PROBLEM REQUIREMENTS:
Pictures do not belong in the copy; quote every entry below exactly.

[Image object location entries]

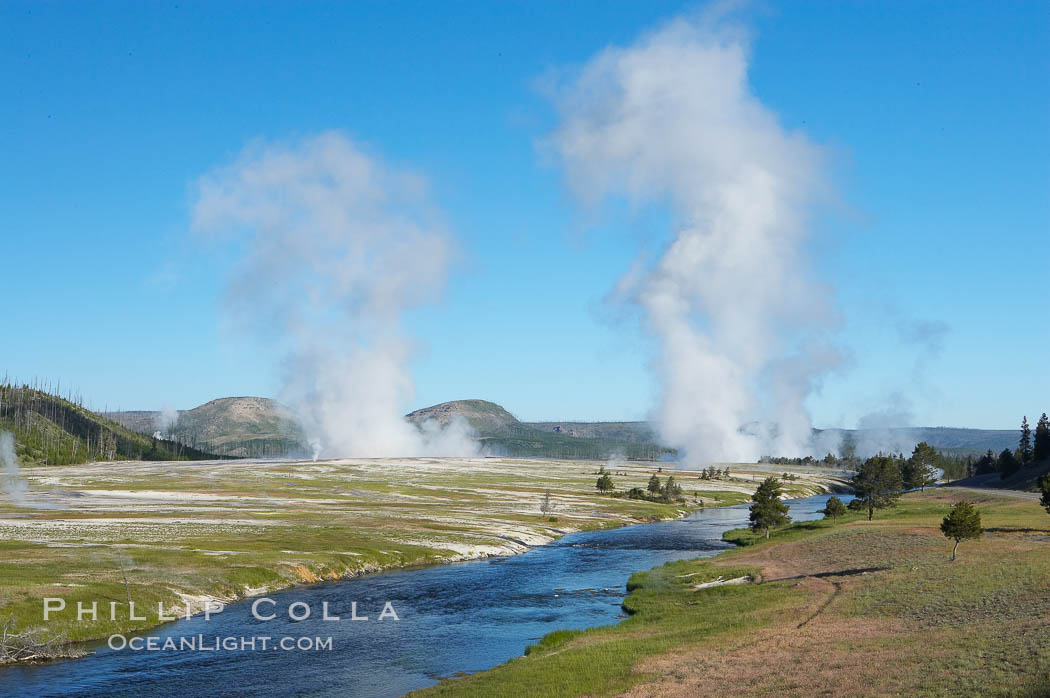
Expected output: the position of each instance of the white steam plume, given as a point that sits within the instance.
(741, 331)
(336, 246)
(13, 484)
(165, 421)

RESULT:
Expected output: the position of each instance of the white steam plume, given as a point that sits within the instance.
(741, 331)
(336, 246)
(13, 484)
(165, 421)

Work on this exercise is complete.